GIVEN EXERCISE: Will you give every entry again exactly as it stands?

Records:
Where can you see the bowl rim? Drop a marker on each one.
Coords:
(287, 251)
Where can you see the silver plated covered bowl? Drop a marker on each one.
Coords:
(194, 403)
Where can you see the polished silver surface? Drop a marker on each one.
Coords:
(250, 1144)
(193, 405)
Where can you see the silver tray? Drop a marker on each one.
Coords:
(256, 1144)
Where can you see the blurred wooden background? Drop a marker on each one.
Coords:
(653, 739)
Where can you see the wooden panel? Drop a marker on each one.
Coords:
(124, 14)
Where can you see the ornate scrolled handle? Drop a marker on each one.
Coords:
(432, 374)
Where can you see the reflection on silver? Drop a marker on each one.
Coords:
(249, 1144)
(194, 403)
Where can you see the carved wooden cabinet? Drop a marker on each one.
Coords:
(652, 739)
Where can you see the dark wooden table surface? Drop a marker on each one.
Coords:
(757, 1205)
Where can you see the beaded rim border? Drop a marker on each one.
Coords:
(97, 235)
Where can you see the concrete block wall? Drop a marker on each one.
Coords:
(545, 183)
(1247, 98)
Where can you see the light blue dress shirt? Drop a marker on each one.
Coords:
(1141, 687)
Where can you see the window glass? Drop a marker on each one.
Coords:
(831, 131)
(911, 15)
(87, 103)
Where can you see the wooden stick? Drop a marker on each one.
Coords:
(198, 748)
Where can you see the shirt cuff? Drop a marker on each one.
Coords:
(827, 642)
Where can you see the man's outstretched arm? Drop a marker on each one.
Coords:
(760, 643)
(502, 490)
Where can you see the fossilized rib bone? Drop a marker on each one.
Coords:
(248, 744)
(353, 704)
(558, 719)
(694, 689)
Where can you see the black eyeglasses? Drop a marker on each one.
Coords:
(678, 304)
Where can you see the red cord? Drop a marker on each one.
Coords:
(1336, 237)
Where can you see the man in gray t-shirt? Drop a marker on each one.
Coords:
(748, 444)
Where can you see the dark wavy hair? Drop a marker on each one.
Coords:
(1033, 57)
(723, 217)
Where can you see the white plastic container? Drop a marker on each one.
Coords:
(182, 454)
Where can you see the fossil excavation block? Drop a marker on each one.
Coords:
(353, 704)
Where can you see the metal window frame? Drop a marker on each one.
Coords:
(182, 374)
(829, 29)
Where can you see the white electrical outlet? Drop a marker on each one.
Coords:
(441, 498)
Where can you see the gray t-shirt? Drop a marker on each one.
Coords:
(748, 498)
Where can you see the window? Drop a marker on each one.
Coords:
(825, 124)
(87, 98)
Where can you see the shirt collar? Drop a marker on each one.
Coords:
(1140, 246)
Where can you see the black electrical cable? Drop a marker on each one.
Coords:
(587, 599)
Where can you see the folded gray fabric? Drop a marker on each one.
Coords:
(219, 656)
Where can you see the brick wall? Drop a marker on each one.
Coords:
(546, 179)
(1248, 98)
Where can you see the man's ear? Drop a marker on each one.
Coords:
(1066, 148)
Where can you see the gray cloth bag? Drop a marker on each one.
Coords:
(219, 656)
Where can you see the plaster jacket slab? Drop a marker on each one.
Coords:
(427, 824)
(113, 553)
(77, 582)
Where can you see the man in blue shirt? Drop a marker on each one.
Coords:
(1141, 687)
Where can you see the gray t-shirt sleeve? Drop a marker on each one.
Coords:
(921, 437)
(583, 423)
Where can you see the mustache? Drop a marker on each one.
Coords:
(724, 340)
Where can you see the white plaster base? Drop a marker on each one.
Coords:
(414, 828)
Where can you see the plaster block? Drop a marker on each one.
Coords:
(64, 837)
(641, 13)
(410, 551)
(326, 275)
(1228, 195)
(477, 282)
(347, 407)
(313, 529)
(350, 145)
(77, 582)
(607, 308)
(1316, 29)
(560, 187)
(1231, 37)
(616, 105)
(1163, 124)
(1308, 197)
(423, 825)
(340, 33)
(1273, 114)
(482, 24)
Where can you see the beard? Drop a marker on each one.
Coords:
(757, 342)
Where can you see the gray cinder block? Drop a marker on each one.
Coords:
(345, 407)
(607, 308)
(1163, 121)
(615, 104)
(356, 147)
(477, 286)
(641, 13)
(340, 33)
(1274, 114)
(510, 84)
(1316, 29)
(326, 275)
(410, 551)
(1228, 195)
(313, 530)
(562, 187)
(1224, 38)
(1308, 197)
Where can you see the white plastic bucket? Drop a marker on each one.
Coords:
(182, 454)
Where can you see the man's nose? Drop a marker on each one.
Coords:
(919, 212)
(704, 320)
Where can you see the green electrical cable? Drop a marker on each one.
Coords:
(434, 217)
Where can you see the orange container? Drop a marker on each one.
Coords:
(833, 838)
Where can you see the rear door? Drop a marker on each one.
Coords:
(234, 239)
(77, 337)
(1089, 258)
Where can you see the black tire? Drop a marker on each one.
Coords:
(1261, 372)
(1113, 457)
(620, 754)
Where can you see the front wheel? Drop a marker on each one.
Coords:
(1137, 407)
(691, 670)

WRITTEN RESPONSE:
Where can you see the bowl rim? Drop a marker on each one.
Coords:
(287, 251)
Where can you see the silver plated covered bowl? Drop a marker on each one.
Coords:
(194, 403)
Where can you see the polished silver surface? Drop a marker on each one.
Coords:
(250, 1144)
(193, 405)
Where can you see the silver tray? Drop a marker on each one.
Coords:
(256, 1144)
Where can you see the blurred wooden background? Drop a marker on each one.
Coords:
(653, 739)
Where can you see the wooden panel? Drop a marker on each one.
Coords:
(124, 14)
Where can you see the ornate scrolled handle? Drop a marker on each one.
Coords:
(432, 374)
Where can you see the reflection on silver? Drop a marker on each one.
Coords:
(249, 1144)
(194, 403)
Where can you see the carved wooden cabinet? Drop a marker on each one.
Coords:
(652, 739)
Where can you see the dark wooden table surface? Drop a marker on each one.
Coords:
(757, 1205)
Where can you see the beaded rim border? Drop a marker on each one.
Coords:
(97, 235)
Where can you see the concrete block wall? Drop a marker on each one.
Coords:
(545, 183)
(1247, 98)
Where can you see the light blue dress shirt? Drop a marker on each one.
Coords:
(1141, 687)
Where can you see the window glass? Drop a marker on each one.
Coords:
(831, 131)
(911, 15)
(87, 103)
Where can you see the wooden stick? Drop a marker on each one.
Coords:
(198, 748)
Where can you see the shirt cuff? Drop a marker on each one.
Coords:
(827, 642)
Where can you see the man's outstretched arm? Drop a marker on each one.
Coords:
(760, 643)
(502, 490)
Where can you see the fossilized rib bone? Drop a marker on each one.
Coords:
(248, 744)
(353, 704)
(558, 719)
(694, 689)
Where can you see the black eyeglasses? Drop a marker on each one.
Coords:
(678, 304)
Where can you see the red cord? Drop a marker on each one.
Coords:
(1336, 237)
Where can you see the man in gray t-shirt? Drop a marker on each one.
Coords:
(748, 444)
Where can you see the dark wavy hair? Drop a marker on each one.
Coords:
(1033, 57)
(723, 217)
Where can you see the white plastic container? Drop a marker on each one.
Coords:
(182, 454)
Where can you see the fossil excavation block? Drop a marker on each one.
Coords:
(353, 704)
Where can you see the metal window frame? Drop a marker on each one.
Coords:
(182, 374)
(829, 29)
Where can you see the white electrical outlet? Drop a marker on each one.
Coords:
(441, 498)
Where can you see the gray t-shirt? Drop a marker on each one.
Coords:
(748, 498)
Where can you see the window? Drop a marker on each one.
Coords:
(825, 124)
(87, 98)
Where can you see the shirt collar? Drop a marker on each one.
Coords:
(1140, 246)
Where can you see the black electrical cable? Drop a marker on each one.
Coords:
(587, 599)
Where can you see the folded gray fabric? Drop a marker on each one.
Coords:
(219, 656)
Where can you see the brick wall? Drop a marker on each one.
Coords:
(546, 179)
(1248, 98)
Where can you see the man's ear? Drop a marker on each one.
Coords:
(1066, 148)
Where can you see the gray cloth bag? Drop a marker on each one.
Coords:
(219, 656)
Where can you see the plaster jacket slab? Drop a marker on each one.
Coords:
(427, 824)
(113, 553)
(77, 582)
Where can you see the man in blue shirt? Drop a marker on each one.
Coords:
(1141, 687)
Where can you see the gray t-shirt sleeve? Drop a marker on each one.
Coords:
(921, 437)
(583, 423)
Where can you see the mustache? Drop a marker on each one.
Coords:
(724, 340)
Where can you see the white plaster base? Drop a marker on each one.
Coords:
(414, 828)
Where can you see the plaster block? Drop a marker on each one.
Coords:
(64, 837)
(641, 13)
(410, 551)
(326, 275)
(1228, 195)
(477, 282)
(347, 407)
(313, 529)
(350, 145)
(77, 582)
(607, 308)
(1316, 29)
(560, 187)
(1231, 37)
(616, 105)
(1163, 124)
(1308, 197)
(423, 825)
(340, 33)
(1273, 114)
(482, 24)
Where can you see the beard? Drop a marker on each one.
Coords:
(757, 342)
Where can you see the gray cinder block? Drop a marker on each one.
Coords:
(345, 407)
(607, 308)
(1163, 121)
(615, 104)
(356, 147)
(477, 286)
(641, 13)
(340, 33)
(1274, 114)
(510, 84)
(1316, 29)
(326, 275)
(410, 551)
(1228, 195)
(313, 530)
(562, 187)
(1224, 38)
(1308, 197)
Where can you see the white plastic bucket? Drop a marker on each one.
Coords:
(182, 454)
Where can you see the man's nose? Drop a marker on each one.
Coords:
(919, 212)
(704, 320)
Where can you see the green electrical cable? Drop a marker on each one.
Coords:
(434, 217)
Where can you see the orange container? Drop a marker on each one.
Coords:
(833, 838)
Where can you see the rear door? Drop a marker on each one.
Coords:
(234, 239)
(77, 337)
(1089, 258)
Where can you see the black tire? Drop a marker on each one.
Coords:
(1261, 372)
(1113, 457)
(620, 754)
Where can you see the front wheel? Drop a marker on each one.
Coords:
(1137, 407)
(691, 670)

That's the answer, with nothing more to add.